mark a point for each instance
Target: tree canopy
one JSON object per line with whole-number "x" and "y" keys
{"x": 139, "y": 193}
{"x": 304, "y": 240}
____
■ WORK TO DO
Rewrite every line of the listing above, swapping "tree canopy" for "tree crown" and leaving everything else unchanged.

■ SOLUTION FOR THIS TASK
mark a point for each instance
Target: tree crown
one JSON object per line with whole-number "x" and "y" keys
{"x": 139, "y": 193}
{"x": 304, "y": 240}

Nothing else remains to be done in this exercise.